- _Exercise goal_:
Start at the line below containing "# tag a point on each instance of the man" and stop at the line containing "# tag a point on each instance of the person". Repeat every line of that stretch exactly, and nothing outside it.

- _Source records_:

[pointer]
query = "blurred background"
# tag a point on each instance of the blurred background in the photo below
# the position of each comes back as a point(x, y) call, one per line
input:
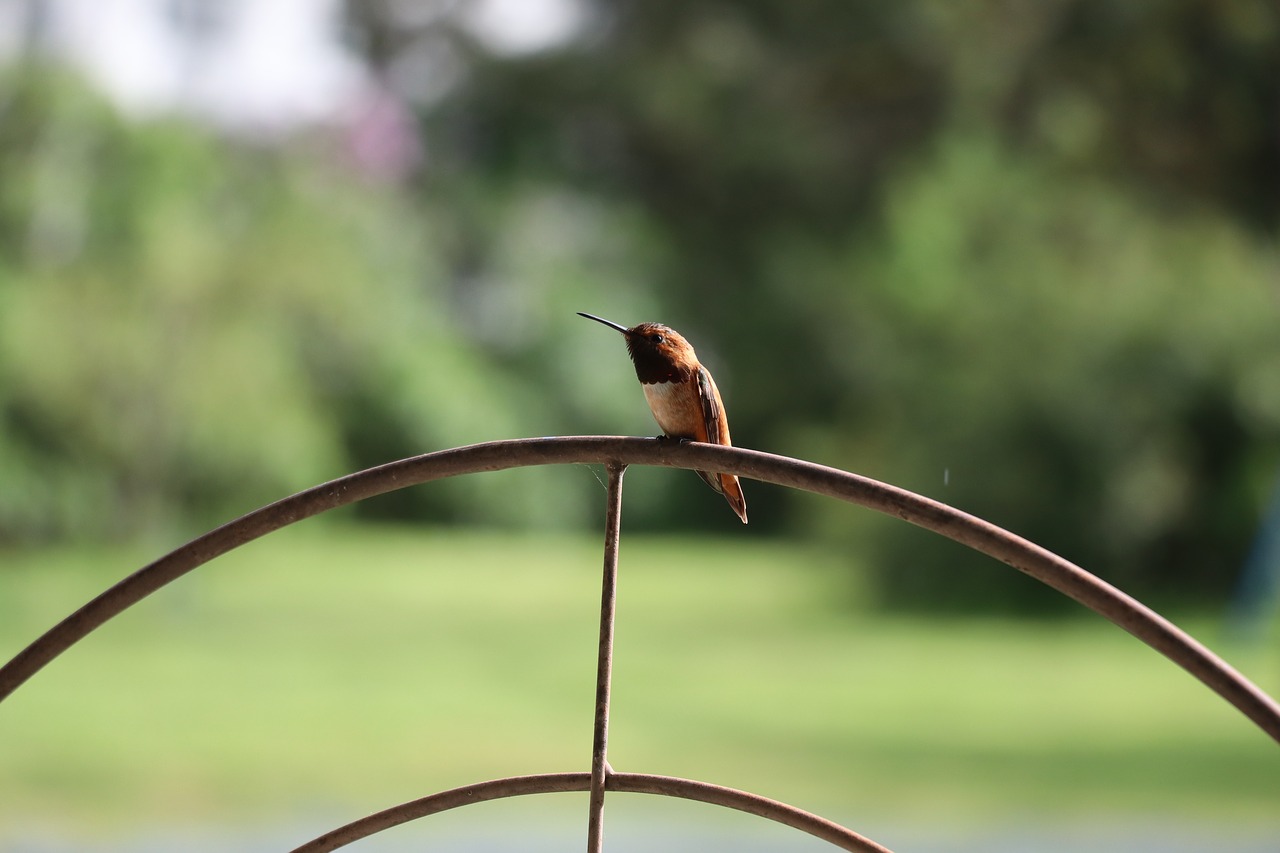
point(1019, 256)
---
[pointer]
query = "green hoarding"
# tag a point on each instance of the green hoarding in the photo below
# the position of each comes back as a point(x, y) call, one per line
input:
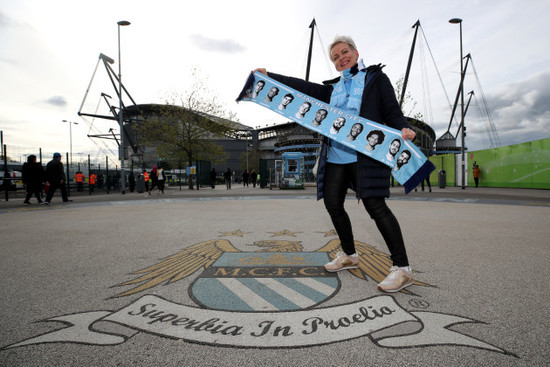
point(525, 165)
---
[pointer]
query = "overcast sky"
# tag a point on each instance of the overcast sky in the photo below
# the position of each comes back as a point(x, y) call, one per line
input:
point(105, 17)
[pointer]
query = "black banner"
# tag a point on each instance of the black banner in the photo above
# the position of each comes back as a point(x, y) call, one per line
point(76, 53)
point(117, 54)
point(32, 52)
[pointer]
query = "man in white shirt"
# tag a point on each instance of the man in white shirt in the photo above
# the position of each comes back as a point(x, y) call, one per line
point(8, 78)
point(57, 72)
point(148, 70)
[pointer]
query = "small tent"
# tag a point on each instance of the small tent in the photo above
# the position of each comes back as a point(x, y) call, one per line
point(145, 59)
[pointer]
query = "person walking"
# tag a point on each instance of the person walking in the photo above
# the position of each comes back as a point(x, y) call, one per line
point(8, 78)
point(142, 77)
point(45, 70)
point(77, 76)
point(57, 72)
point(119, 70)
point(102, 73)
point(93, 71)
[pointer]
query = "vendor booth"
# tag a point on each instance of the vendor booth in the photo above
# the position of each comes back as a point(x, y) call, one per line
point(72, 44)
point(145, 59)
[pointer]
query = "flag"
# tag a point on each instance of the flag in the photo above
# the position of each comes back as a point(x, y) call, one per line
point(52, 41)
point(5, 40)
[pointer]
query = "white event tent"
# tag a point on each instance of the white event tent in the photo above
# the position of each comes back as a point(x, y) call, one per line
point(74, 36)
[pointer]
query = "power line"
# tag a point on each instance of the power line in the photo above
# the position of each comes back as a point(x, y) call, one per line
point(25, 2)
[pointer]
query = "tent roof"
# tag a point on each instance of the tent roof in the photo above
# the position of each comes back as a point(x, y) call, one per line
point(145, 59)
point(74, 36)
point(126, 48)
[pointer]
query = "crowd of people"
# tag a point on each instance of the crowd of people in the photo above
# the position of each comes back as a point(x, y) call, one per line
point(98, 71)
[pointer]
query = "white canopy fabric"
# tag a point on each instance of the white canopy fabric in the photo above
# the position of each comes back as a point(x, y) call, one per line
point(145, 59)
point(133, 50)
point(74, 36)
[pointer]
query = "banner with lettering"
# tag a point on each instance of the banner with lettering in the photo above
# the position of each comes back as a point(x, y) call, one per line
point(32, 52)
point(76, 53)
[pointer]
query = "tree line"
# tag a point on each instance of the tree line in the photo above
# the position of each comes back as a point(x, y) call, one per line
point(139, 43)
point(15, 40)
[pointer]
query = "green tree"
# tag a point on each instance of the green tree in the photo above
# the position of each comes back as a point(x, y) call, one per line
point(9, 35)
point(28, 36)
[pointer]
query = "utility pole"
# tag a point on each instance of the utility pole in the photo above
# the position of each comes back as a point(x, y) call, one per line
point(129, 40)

- _Expected answer_:
# tag a point on each instance of the man in white shirt in the photo above
# the position of each comes back as a point(x, y) call, one per line
point(8, 78)
point(57, 72)
point(148, 70)
[pointer]
query = "small tent"
# tag a point on each instance of the small tent in the photo above
# the position of each comes back as a point(x, y) call, one per line
point(145, 59)
[pointer]
query = "person walking"
# tag a point on each instance of the person walking in the photo above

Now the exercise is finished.